___ Records provided
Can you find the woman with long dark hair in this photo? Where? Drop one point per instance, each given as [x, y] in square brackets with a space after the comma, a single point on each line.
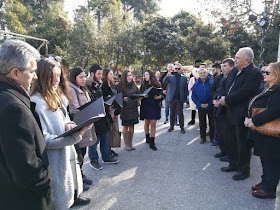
[129, 114]
[80, 96]
[150, 110]
[51, 95]
[266, 147]
[109, 89]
______
§ Instructions to follow
Where a picture appears, skip it and copy the rest of the data word for word.

§ Written answer
Can you find the woman with long dark hair in this photo? Where? Drop one point per instance, each given as [x, y] in square brackets with a space after the comma, a single point on each line.
[129, 114]
[80, 96]
[150, 110]
[51, 95]
[266, 147]
[109, 89]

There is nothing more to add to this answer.